THE EXERCISE =
Gather every line below that contains the word "rear", copying each one in full. Matching is case-sensitive.

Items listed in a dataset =
= = = = = = =
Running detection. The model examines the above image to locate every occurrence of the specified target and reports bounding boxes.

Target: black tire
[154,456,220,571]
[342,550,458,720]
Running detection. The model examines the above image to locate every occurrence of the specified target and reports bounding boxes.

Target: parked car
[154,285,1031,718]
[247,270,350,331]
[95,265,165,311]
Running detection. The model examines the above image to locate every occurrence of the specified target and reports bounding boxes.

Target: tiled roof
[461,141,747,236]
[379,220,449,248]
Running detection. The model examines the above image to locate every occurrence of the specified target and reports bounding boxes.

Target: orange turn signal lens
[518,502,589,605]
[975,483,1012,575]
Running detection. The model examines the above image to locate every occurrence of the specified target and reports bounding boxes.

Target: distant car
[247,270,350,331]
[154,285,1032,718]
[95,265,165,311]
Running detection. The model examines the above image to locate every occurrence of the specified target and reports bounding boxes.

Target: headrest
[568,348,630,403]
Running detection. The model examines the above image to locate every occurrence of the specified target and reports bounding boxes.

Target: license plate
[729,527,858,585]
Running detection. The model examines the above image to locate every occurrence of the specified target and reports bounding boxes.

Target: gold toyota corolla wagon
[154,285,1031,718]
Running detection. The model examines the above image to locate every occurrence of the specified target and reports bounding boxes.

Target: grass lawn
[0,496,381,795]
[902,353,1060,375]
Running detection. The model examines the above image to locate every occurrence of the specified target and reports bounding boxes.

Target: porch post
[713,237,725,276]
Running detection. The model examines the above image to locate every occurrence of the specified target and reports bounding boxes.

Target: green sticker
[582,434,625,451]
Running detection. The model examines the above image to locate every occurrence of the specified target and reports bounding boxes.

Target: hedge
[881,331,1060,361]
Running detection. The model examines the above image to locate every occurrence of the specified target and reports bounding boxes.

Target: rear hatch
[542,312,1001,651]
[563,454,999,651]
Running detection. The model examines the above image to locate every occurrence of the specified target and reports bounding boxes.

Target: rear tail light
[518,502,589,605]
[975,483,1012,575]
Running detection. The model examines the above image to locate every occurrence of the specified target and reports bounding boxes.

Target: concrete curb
= = = = = = =
COMPLETE OUTPUT =
Target: rear hatch
Target: rear tail light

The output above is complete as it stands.